**EXERCISE BRIEF**
Your copy should match the entries below exactly, apart from the images.

★ ★ ★ ★

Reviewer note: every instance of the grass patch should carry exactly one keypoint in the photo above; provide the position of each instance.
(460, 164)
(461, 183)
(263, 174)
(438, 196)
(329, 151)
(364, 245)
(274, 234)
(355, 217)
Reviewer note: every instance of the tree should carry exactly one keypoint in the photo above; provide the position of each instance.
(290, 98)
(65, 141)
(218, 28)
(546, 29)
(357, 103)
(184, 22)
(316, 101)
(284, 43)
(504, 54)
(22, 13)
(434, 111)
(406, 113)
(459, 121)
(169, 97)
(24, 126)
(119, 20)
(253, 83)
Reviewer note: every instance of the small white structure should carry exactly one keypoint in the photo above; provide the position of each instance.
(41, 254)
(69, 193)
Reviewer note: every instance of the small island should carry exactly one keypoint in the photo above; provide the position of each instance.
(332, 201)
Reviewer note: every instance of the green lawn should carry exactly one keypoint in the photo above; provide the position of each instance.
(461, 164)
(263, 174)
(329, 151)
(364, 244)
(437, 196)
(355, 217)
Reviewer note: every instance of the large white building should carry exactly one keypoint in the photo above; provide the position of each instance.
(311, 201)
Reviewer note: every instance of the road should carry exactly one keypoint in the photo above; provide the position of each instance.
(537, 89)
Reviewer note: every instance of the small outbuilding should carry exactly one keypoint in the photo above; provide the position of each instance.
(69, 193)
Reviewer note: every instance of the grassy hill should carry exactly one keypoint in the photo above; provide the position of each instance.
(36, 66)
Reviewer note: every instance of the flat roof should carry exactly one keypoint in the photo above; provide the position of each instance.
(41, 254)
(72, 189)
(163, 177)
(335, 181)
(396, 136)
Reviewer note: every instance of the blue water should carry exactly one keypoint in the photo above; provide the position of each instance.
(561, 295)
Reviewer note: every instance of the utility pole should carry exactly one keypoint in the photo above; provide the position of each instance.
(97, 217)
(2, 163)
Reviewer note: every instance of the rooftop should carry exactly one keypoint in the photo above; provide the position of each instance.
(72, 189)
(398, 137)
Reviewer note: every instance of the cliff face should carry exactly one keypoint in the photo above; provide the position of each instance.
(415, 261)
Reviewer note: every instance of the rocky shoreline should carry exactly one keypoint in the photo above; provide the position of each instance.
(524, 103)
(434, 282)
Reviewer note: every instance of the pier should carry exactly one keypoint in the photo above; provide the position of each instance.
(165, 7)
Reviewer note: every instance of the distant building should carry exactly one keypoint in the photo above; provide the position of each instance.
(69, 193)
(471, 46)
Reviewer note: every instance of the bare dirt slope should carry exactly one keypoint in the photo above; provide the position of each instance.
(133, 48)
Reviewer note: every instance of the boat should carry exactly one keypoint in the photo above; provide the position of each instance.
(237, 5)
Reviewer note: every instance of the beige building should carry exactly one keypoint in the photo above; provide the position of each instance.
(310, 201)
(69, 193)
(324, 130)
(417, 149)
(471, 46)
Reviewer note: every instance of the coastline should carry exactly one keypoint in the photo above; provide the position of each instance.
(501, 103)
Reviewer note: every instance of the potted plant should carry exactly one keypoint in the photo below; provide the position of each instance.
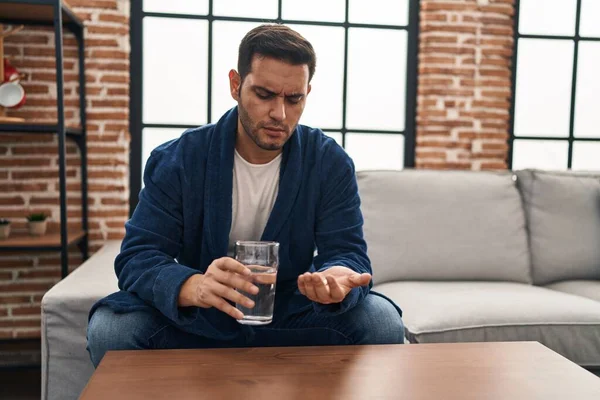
(4, 228)
(37, 224)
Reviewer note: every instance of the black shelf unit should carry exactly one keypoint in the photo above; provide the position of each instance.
(57, 14)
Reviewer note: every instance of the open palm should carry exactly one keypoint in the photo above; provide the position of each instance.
(332, 285)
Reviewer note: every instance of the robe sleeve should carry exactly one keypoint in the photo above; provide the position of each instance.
(146, 265)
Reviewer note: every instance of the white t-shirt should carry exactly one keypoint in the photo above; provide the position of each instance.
(255, 188)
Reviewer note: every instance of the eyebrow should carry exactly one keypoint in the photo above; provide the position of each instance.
(256, 87)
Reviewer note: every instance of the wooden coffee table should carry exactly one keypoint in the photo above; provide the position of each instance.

★ ★ ★ ★

**COMPLETED TASK**
Reviewer note: every instance of the grass patch should carry exactly one keypoint in the photo above; provide the position of each instance.
(460, 164)
(461, 183)
(263, 174)
(438, 196)
(329, 151)
(364, 245)
(274, 234)
(355, 217)
Reviewer note: every instance of the tree should carry exactly one keypoint in the photo above; provide the position of each instance.
(290, 98)
(65, 141)
(218, 28)
(546, 29)
(357, 103)
(184, 22)
(316, 101)
(284, 43)
(504, 54)
(22, 13)
(434, 111)
(406, 113)
(459, 121)
(169, 97)
(24, 126)
(119, 20)
(253, 83)
Reviewer note: every instance of the small white structure should carry exactly one keypoint in the photo above; provide the position of each instance.
(41, 254)
(69, 193)
Reviewer note: every instance of the small island should carry exactly one keypoint in the photo above; provide the position of each instance.
(332, 201)
Reviewer note: every instance of the green lawn should carry exactly one keypoint in the photo above; provide the position of each instance.
(461, 164)
(263, 174)
(329, 151)
(364, 244)
(437, 196)
(355, 217)
Reviewer note: every instance of the large white building should carry exactly one keypoint in the photo above; provide the position of each instance.
(311, 201)
Reviewer note: every instance of the road should carry exactly one keypoint in the photo above; provide the position of each instance.
(537, 89)
Reviewer note: every instance of the small outbuilding should carry exactly one keypoint in the photo above; provide the position of each instance.
(69, 193)
Reviewer note: every instance of the grassy hill should carry exactly one keypoint in the photo above; provide the position of each instance.
(36, 66)
Reviewer note: every instance of the flat roof should carry exactly one keypoint in the photo above; provide the position of each instance.
(41, 254)
(72, 189)
(163, 177)
(335, 181)
(396, 136)
Reviewer note: every instance of the blue water should carry exactly one keypoint in the photo above; provide the position of each instance.
(561, 295)
Reviewer note: every instance of the utility pole should carry exactly one keypoint in the photo above; provide the position of each instance.
(97, 217)
(2, 163)
Reviewer note: every instance of the rooftop should carry exactly one keypoint in the photo above; provide the position of each instance.
(72, 189)
(398, 137)
Reviewer note: every instance of the cliff face should carry exactly one keypoint in the photo above; provide the position of each instance.
(415, 261)
Reviewer note: every instance of the rocky shoreline should carry exactly one keypoint in the photo above; provide the position of each instance.
(524, 103)
(434, 282)
Reviewer note: every instance of the pier should carry exactly one keypoint in the photo above; provide the position of each instance.
(165, 7)
Reviewer note: every instance of the distant building should carry exactly one keypoint in the photo above; provide the position of each instance.
(69, 193)
(471, 46)
Reviewer note: every instance of the bare dirt slope should carry exactly one keypoint in the photo above; provide the position of each instance.
(133, 48)
Reviewer note: every instance of the boat should carry exactly one keypoint in the photo above; provide the position of each instance.
(237, 5)
Reviewer note: every instance of the beige building should carry exactly one keypoint in the photo above; provide the position of each instance.
(310, 201)
(69, 193)
(324, 130)
(417, 149)
(471, 46)
Reviewer note: every instance of the coastline should carry exactly one keypoint in the photo above; provide the position of each instance.
(501, 103)
Reviewer note: every instance of the potted plant should carry exactly one keypoint in the photo below; provide the position of each instance.
(4, 228)
(37, 224)
Reviewer note: every instance of the black shelf unit should carry exactly one keypoint in the photo above; provide the position of each instance.
(57, 14)
Reviewer note: every instance of the open palm should carry exactly one keypoint in the photo above; provide the position of each instance.
(332, 285)
Reviewer note: every instance of the robe sleeve should carry exactly one keypoint in the photo above; provide the position of each instance.
(146, 265)
Reviewer note: every instance of the white t-shirt should carry exactly one keypoint in the photo above; provide the position of each instance.
(255, 188)
Reviewer note: every instance of the eyebrow should carry exactly one keypoint in the photo above; provide the position of each instance.
(256, 87)
Reviewer note: every instance of the wooden coffee table should carry exactly one keypoint in the photo above; provide the position of each instance.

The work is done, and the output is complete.